Ekonomide gaz-fren tartışmaları sürerken, Merkez Bankası Başkanı Erdem Başçı'dan yeni bir açıklama geldi.
Abone olMerkez Bankası Başkanı Erdem Başçı, Merkez Bankası olarak şu anda kuvvetli bir fren yapmadıklarını belirterek, ''Temmuzda 'ayağımızı frenden çekiyoruz' dedik. Şu anda gerektiğinde ufak ufak dokunuyoruz, ama frene kuvvetli bir şekilde basmıyoruz ve şu anda otomobil gayet iyi gidiyor'' dedi.
Ekomomide olumlu göstergelere dikkat çeken Başçı, yüzde 4'lük büyümenin rahatlıkla aşılacağını kaydetti.
İsviçre'nin Davos kasabasında düzenlenen Dünya Ekonomi Forumu'na katılan Başçı, ''İstanbul Finans Merkezi: 2023'ün Yükselen Vizyonu'' panelinin sonrasında gazetecilerin sorularını yanıtladı.

[Kaydedilen veriler]
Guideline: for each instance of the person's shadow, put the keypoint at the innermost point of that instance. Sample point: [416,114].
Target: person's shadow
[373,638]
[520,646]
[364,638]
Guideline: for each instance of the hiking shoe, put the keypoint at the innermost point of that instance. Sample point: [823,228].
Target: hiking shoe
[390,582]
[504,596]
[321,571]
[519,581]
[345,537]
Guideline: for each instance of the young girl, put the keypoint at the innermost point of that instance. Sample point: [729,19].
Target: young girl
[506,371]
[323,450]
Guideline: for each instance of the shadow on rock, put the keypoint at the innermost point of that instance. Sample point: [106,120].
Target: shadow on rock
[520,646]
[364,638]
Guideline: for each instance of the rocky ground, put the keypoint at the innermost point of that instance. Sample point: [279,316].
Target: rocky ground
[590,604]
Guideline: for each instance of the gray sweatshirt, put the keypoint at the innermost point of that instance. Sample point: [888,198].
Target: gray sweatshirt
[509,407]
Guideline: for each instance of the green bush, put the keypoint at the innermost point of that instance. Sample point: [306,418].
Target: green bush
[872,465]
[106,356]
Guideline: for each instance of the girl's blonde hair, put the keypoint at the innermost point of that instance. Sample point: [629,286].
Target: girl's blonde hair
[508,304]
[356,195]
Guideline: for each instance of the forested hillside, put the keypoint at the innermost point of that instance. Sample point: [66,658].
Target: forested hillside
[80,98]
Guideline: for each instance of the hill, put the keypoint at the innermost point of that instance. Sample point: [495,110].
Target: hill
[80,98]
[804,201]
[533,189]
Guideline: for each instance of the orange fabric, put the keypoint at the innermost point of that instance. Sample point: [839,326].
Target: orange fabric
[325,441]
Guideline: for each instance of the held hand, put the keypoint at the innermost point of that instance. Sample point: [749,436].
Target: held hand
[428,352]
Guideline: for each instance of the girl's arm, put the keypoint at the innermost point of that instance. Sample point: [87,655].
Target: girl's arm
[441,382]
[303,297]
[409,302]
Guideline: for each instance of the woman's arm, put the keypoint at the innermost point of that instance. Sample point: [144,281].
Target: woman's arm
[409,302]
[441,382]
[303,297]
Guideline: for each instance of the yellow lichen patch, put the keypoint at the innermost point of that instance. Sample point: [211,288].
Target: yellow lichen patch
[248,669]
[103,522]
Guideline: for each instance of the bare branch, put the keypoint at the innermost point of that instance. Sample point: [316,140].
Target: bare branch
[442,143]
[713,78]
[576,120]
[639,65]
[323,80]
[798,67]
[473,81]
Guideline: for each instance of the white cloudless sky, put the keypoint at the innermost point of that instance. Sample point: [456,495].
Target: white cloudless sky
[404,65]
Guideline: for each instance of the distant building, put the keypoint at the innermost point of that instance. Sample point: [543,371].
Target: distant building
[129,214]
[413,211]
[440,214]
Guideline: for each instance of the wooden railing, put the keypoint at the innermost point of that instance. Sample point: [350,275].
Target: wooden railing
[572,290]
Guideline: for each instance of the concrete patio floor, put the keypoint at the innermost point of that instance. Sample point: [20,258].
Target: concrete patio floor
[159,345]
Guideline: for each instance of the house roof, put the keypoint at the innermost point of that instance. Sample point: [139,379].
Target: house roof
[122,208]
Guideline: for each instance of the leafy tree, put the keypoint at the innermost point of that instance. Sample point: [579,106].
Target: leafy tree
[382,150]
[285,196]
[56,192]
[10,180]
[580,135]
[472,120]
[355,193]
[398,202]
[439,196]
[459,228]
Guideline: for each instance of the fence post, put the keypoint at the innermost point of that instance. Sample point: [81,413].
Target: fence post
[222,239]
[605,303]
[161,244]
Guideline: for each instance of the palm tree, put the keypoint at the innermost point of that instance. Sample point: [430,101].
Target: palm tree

Çalışılacak Problem -
Aşağıdaki üç ifadenin gösterilen metinle uyuşup uyuşmadığını belirtin; her biri için evet ya da hayır yazın ve kararı belirleyen ifadeyi metinden aynen alıntılayın.
1. Başçı, Merkez Bankası'nın şu anda frene kuvvetli bir şekilde bastığını söyledi.
2. Başçı, yüzde 4'lük büyümenin rahatlıkla aşılacağını kaydetti.
3. Başçı, gazetecilerin sorularını panelden önce yanıtladı.

Alıştırma Cevabı -
1. Hayır: "frene kuvvetli bir şekilde basmıyoruz"
2. Evet: "yüzde 4'lük büyümenin rahatlıkla aşılacağını kaydetti"
3. Hayır: "panelinin sonrasında gazetecilerin sorularını yanıtladı"